◆ **Consignes**:
1 – Condensez en une ou deux phrases le paragraphe du texte sur la caution qui commence par « Il m'est arrivé une curieuse affaire », sans en perdre les faits principaux.
2 – Poursuivez le texte sur la caution à partir de sa dernière phrase.

◆ **Texte**:

-*-

Sous caution

par C’est Nabum
vendredi 15 avril 2016

Terrible piège.

Il m'est arrivé une curieuse affaire, une expérience dont je me serais bien passé. J'y ai perdu sans doute un ami, quelques kilogrammes et beaucoup de ma naïveté. J'ai découvert le monde de la procédure, des mauvais payeurs, des arguties judiciaires et du mensonge. Cela fait beaucoup pour une aventure qui n'aura pas duré plus de six mois et me laisse un goût amer.

Celui qui fut un jeune ami se retrouvait revenir dans la région sans disposer de relations, de famille et de camarades de son âge susceptibles de faire la folie de se porter caution pour lui. Chacun savait son instabilité, ses sautes d'humeur et sa fabuleuse propension à inventer des histoires, à embrouiller les uns et les autres par une logorrhée invérifiable.

-*-

◆ **Données extraites**:
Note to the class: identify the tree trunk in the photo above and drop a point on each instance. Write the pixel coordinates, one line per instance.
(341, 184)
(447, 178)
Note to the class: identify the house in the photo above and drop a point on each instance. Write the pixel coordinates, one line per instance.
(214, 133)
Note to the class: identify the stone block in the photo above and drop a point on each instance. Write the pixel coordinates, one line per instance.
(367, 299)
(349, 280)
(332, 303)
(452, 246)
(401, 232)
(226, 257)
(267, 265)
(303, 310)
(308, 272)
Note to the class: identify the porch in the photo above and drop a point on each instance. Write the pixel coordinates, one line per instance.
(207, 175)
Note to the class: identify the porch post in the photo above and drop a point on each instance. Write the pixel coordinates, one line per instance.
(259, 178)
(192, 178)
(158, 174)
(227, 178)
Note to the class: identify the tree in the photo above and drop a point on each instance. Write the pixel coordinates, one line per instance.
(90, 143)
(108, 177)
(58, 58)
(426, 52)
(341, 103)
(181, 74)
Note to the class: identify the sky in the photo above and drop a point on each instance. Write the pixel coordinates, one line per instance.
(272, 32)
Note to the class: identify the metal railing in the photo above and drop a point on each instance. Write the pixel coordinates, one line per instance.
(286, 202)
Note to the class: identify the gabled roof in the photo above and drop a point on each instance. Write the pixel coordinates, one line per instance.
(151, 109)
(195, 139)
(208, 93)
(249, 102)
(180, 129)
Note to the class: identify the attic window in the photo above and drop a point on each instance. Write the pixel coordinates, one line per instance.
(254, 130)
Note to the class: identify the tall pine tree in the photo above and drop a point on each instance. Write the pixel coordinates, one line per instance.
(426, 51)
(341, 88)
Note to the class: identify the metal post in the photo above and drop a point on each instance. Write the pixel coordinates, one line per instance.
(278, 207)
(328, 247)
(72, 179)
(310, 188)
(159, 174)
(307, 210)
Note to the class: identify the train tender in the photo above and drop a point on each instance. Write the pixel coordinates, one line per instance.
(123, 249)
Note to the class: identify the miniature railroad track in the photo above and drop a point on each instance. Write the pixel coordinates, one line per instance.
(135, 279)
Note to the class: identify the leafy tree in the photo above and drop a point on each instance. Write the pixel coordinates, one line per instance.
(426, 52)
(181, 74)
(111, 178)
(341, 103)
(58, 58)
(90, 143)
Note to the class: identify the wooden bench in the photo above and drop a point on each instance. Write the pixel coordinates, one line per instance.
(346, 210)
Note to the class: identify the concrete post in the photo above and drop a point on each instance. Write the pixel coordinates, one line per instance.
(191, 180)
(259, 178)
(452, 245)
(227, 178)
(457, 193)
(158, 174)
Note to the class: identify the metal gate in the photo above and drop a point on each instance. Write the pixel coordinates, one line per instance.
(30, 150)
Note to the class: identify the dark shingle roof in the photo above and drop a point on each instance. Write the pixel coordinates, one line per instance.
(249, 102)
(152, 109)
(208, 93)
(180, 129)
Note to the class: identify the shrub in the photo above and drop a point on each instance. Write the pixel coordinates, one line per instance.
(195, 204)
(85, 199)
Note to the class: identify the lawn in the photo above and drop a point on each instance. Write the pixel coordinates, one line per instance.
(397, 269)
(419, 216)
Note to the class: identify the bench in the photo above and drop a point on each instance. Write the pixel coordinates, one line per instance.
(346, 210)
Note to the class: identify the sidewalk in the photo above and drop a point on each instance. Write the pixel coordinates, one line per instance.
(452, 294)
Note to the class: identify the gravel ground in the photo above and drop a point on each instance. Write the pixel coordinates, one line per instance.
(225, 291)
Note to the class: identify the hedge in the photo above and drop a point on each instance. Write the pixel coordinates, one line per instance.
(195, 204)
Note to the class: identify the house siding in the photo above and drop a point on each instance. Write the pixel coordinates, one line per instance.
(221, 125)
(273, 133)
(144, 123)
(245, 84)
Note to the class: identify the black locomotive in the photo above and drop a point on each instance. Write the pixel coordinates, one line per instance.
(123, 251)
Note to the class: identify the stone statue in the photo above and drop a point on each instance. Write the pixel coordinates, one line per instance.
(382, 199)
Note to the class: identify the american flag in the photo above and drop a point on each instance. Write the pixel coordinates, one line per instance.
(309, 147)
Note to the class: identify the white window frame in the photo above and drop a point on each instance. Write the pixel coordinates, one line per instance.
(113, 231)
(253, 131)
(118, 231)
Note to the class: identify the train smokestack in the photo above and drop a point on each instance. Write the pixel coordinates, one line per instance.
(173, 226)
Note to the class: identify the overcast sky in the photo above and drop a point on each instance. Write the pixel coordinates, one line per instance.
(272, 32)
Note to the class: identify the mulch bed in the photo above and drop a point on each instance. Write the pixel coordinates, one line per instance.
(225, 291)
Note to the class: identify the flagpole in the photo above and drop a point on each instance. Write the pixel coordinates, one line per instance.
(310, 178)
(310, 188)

-*-

◆ **Réponses**:
1 – En moins de six mois, une affaire m'a sans doute coûté un ami, quelques kilogrammes et une bonne part de ma naïveté. Elle m'a fait découvrir la procédure, les mauvais payeurs, les arguties judiciaires et le mensonge, et me laisse un goût amer.

2 –
Mais voilà, je lui savais gré de m'avoir, en deux occasions, apporté son soutien quand le plus grand nombre me jetait aux chiens. C'est chose courante dans le monde sportif que l'entraîneur qui n'obtient pas les résultats espérés est accablé de tous les défauts de la terre. Lui avait su reconnaître quelques qualités et avait mouillé le maillot tandis que d'autres préféraient jouer à l'envers.

Ce sont des souvenirs qui restent forts et quand il me demanda de me porter caution afin qu'il puisse se loger, je ne me voyais pas le droit moral de refuser. On me mit en garde contre le peu de fiance qu'il inspirait : il traînait de nombreuses casseroles, avait l'art de se fourrer dans de jolis guêpiers. Par loyauté, je plongeai la tête la première dans ce piège redoutable.

L'inconscient agit parfois comme un signal d'alarme. Au moment de remplir le très long et fastidieux paragraphe afin de me porter caution, j'écrivis le plus sottement du monde « signature » au lieu d'apposer celle-ci au bas de ce document qui allait agrémenter mes futures préoccupations. J'aurai dû interpréter cet acte manqué plutôt que de réparer la bévue ! Avec des si … , on cesse enfin de faire des sottises.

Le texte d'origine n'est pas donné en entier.